#### DATA FOR PROCESSING ####

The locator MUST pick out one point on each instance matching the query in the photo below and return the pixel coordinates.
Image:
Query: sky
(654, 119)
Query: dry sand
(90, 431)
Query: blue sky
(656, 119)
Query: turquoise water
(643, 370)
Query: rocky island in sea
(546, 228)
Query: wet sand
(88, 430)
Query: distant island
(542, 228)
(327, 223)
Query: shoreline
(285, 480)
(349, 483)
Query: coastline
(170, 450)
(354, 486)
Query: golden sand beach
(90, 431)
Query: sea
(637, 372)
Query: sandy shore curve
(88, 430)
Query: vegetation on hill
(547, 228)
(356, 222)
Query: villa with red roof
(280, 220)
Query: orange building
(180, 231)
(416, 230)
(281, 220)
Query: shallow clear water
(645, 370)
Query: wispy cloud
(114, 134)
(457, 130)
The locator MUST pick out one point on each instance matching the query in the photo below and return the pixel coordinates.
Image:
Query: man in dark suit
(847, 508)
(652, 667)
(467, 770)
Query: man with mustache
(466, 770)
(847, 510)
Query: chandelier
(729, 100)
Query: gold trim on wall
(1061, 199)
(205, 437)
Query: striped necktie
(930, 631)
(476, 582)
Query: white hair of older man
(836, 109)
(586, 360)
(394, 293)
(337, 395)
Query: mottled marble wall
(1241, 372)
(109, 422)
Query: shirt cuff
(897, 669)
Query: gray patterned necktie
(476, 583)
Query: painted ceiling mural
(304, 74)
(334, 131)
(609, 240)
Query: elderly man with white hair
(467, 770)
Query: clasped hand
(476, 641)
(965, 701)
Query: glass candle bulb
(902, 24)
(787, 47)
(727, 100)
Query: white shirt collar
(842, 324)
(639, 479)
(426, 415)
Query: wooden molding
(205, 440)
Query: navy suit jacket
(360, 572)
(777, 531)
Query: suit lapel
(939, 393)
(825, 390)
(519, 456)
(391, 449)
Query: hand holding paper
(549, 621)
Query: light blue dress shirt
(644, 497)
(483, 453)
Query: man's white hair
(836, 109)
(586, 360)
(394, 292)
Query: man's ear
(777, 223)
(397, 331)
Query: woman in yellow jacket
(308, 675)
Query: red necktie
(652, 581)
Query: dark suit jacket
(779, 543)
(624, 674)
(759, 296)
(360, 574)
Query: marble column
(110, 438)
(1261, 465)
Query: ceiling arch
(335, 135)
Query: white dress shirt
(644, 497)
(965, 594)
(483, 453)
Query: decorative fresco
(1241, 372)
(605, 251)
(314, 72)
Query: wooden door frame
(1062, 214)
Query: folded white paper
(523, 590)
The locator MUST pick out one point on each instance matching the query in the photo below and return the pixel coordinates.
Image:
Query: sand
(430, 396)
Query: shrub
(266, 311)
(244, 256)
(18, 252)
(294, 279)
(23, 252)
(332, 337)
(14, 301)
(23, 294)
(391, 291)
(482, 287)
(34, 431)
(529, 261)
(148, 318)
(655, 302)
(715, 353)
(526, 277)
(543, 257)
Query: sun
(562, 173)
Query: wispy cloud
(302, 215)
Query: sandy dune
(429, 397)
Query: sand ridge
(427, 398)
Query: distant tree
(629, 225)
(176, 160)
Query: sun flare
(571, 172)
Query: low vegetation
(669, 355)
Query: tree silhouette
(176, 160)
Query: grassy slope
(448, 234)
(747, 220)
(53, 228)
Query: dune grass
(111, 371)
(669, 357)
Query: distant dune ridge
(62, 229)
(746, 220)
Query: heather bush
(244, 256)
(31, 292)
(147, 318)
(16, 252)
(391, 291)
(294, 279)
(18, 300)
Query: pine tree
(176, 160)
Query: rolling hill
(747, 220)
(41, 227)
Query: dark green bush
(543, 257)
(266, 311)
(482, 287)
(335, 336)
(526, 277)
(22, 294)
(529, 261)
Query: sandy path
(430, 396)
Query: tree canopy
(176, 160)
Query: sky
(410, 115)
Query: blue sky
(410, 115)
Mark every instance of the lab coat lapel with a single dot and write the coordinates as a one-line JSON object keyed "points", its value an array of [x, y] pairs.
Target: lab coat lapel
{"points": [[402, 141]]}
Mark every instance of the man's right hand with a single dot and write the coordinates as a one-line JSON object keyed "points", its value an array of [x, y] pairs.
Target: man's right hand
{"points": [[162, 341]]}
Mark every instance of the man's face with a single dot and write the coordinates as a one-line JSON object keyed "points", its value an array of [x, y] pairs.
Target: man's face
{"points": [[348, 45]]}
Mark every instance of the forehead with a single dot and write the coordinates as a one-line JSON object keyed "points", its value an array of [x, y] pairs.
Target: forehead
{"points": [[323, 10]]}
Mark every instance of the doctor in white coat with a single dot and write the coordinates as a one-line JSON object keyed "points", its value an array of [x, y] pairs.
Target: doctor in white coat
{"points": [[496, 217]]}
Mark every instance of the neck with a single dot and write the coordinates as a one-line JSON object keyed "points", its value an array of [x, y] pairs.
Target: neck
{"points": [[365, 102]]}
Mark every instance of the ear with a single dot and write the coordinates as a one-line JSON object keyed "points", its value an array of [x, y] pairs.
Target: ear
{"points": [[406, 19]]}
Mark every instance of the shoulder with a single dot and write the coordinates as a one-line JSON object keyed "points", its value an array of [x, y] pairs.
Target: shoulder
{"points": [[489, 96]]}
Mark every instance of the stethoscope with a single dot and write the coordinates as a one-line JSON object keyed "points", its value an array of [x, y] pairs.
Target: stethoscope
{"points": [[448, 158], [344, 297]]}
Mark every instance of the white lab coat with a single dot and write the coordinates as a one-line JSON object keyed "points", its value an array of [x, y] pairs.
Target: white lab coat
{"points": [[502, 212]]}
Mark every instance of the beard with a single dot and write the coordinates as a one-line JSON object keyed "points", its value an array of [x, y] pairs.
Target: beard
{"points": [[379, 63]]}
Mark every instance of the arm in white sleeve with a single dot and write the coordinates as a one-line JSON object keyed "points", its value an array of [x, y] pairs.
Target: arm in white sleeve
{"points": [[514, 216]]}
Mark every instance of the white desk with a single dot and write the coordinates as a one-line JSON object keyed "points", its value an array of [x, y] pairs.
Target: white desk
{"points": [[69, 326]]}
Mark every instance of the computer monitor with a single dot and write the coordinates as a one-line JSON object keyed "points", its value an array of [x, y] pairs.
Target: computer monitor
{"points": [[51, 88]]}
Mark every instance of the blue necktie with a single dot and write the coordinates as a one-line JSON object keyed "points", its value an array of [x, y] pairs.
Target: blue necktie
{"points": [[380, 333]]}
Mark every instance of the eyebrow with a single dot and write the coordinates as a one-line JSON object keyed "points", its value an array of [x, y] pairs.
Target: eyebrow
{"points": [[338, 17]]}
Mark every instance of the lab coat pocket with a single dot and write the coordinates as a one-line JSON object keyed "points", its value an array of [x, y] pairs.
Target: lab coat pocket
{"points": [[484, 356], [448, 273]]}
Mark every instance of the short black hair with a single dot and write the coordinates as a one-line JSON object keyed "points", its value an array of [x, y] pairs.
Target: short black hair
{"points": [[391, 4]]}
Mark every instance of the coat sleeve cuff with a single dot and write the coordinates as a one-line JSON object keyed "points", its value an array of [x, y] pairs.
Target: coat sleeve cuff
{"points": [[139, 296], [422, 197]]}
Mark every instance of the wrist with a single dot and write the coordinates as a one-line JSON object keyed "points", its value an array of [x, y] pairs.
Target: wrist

####

- [EXERCISE DETAILS]
The entries above should be repeated exactly, every one of them.

- [ANSWER TO THIS TASK]
The locator MUST pick out one point on each instance matching the query in the photo below and return the pixel coordinates.
Image:
Query: sky
(654, 119)
Query: dry sand
(90, 431)
Query: blue sky
(656, 119)
Query: turquoise water
(643, 370)
Query: rocky island in sea
(546, 228)
Query: wet sand
(88, 430)
Query: distant island
(542, 228)
(327, 223)
Query: shoreline
(285, 480)
(349, 483)
Query: coastline
(170, 450)
(354, 486)
Query: golden sand beach
(90, 431)
Query: sea
(637, 372)
Query: sandy shore curve
(88, 430)
Query: vegetation on hill
(547, 228)
(356, 222)
Query: villa with red roof
(280, 220)
Query: orange building
(180, 231)
(416, 230)
(281, 220)
Query: shallow clear water
(645, 370)
Query: wispy cloud
(114, 134)
(457, 130)
The locator MUST pick out one point on each instance matching the query in the photo below and return the pixel coordinates.
Image:
Query: man in dark suit
(847, 508)
(652, 667)
(467, 770)
Query: man with mustache
(466, 770)
(847, 510)
Query: chandelier
(729, 100)
Query: gold trim on wall
(1061, 199)
(205, 437)
Query: striped necktie
(930, 631)
(476, 582)
Query: white hair of older man
(836, 109)
(586, 360)
(394, 293)
(337, 395)
Query: mottled marble wall
(1241, 372)
(109, 422)
Query: shirt cuff
(897, 669)
Query: gray patterned necktie
(476, 583)
Query: painted ceiling mural
(304, 74)
(334, 131)
(609, 240)
Query: elderly man with white hair
(467, 770)
Query: clasped hand
(476, 641)
(965, 701)
Query: glass candle bulb
(902, 24)
(787, 47)
(727, 100)
Query: white shirt collar
(842, 324)
(639, 479)
(426, 415)
Query: wooden molding
(205, 440)
Query: navy suit jacket
(360, 572)
(777, 531)
Query: suit lapel
(939, 393)
(825, 390)
(519, 456)
(391, 449)
Query: hand holding paper
(549, 621)
Query: light blue dress shirt
(644, 497)
(483, 453)
Query: man's white hair
(836, 109)
(586, 360)
(394, 292)
Query: man's ear
(777, 223)
(397, 331)
Query: woman in yellow jacket
(308, 675)
Query: red necktie
(652, 581)
Query: dark suit jacket
(779, 543)
(624, 674)
(759, 296)
(360, 574)
Query: marble column
(110, 438)
(1261, 465)
Query: ceiling arch
(335, 135)
Query: white dress shirt
(644, 497)
(965, 594)
(483, 453)
Query: decorative fresco
(1241, 372)
(605, 251)
(314, 72)
Query: wooden door frame
(1062, 214)
Query: folded white paper
(523, 590)
The locator MUST pick out one point on each instance matching the query in the photo below and return the pixel coordinates.
Image:
Query: sand
(430, 396)
Query: shrub
(266, 311)
(244, 256)
(18, 252)
(294, 279)
(23, 252)
(332, 337)
(14, 301)
(23, 294)
(391, 291)
(482, 287)
(34, 431)
(529, 261)
(148, 318)
(655, 302)
(715, 353)
(526, 277)
(543, 257)
Query: sun
(562, 173)
Query: wispy cloud
(302, 215)
Query: sandy dune
(429, 397)
Query: sand ridge
(427, 398)
Query: distant tree
(629, 225)
(176, 160)
Query: sun flare
(571, 172)
Query: low vegetation
(669, 355)
Query: tree silhouette
(176, 160)
Query: grassy slope
(448, 234)
(747, 220)
(53, 228)
Query: dune grass
(111, 371)
(669, 357)
Query: distant dune ridge
(62, 229)
(746, 220)
Query: heather bush
(244, 256)
(31, 292)
(147, 318)
(16, 252)
(391, 291)
(294, 279)
(18, 300)
Query: pine tree
(176, 160)
Query: rolling hill
(747, 220)
(41, 227)
Query: dark green bush
(543, 257)
(266, 311)
(482, 287)
(335, 336)
(526, 277)
(22, 294)
(529, 261)
Query: sandy path
(430, 396)
Query: tree canopy
(176, 160)
Query: sky
(410, 115)
Query: blue sky
(410, 115)
Mark every instance of the lab coat lapel with a single dot and write the coordinates as a one-line JSON object keyed "points", its value an array of [x, y] pairs.
Target: lab coat lapel
{"points": [[402, 141]]}
Mark every instance of the man's right hand with a single dot and write the coordinates as a one-line JSON object keyed "points", its value an array of [x, y] pairs.
Target: man's right hand
{"points": [[162, 341]]}
Mark every instance of the man's face with a single dot and write the coordinates as a one-line JSON object keyed "points", its value an array of [x, y] pairs.
Target: man's face
{"points": [[348, 45]]}
Mark every instance of the forehead with a single dot and write the coordinates as a one-line JSON object keyed "points", its value an array of [x, y] pairs.
Target: forehead
{"points": [[323, 10]]}
Mark every instance of the doctor in white coat with a single dot and write the coordinates as a one-line JSON object keyed "points", its value an array of [x, y] pairs.
Target: doctor in white coat
{"points": [[496, 217]]}
Mark every instance of the neck with a single dot and write the coordinates as a one-line JSON object keyed "points", its value an array of [x, y] pairs.
Target: neck
{"points": [[365, 102]]}
Mark every instance of the ear with a single dot and write the coordinates as a one-line JSON object keyed "points", its value an array of [x, y] pairs.
Target: ear
{"points": [[406, 19]]}
Mark every instance of the shoulder with a single dot and write the coordinates as a one-line JSON object keyed "points", its value an array of [x, y] pairs.
Target: shoulder
{"points": [[489, 96]]}
Mark every instance of the stethoscope with a single dot and write the coordinates as a one-line JSON object keyed "points", its value an array of [x, y] pairs.
Target: stethoscope
{"points": [[448, 158], [344, 297]]}
Mark every instance of the white lab coat with a single dot and write the coordinates as a one-line JSON object keyed "points", its value an array of [x, y] pairs.
Target: white lab coat
{"points": [[502, 212]]}
Mark every instance of the beard with a single dot and write the coordinates as a one-line JSON object keyed "points", its value an array of [x, y] pairs.
Target: beard
{"points": [[379, 63]]}
Mark every instance of the arm in white sleeve with a single dot and write the coordinates as a one-line JSON object keyed "points", its value an array of [x, y] pairs.
Target: arm in white sleeve
{"points": [[514, 216]]}
Mark every instance of the white desk with a single dot and write the coordinates as a one-line JSON object keyed "points", its value an array of [x, y] pairs.
Target: white desk
{"points": [[69, 326]]}
Mark every instance of the computer monitor with a single dot and write the coordinates as a one-line JSON object keyed "points", its value an array of [x, y] pairs.
Target: computer monitor
{"points": [[51, 88]]}
Mark every instance of the blue necktie with a single dot and write the coordinates as a one-line JSON object keyed "points", its value an array of [x, y] pairs.
Target: blue necktie
{"points": [[380, 333]]}
Mark every instance of the eyebrow with a single dot and write the coordinates as a one-line JSON object keyed "points", its value an array of [x, y] pairs.
Target: eyebrow
{"points": [[338, 17]]}
Mark every instance of the lab coat pocket with a single dot and write the coordinates as a one-line JSON object keyed "points", its value an array of [x, y] pairs.
Target: lab coat pocket
{"points": [[484, 356], [448, 273]]}
Mark every instance of the short black hair with a single dot and write the coordinates as a one-line JSON object keyed "points", its value an array of [x, y] pairs.
Target: short black hair
{"points": [[391, 4]]}
Mark every instance of the coat sleeve cuff with a single dot and write the coordinates as a one-line JSON object keyed "points", its value an array of [x, y] pairs.
Target: coat sleeve cuff
{"points": [[139, 296], [422, 197]]}
Mark every instance of the wrist with a single dot and write the coordinates as a one-line JSON object keyed "points", its value an array of [x, y] pairs.
Target: wrist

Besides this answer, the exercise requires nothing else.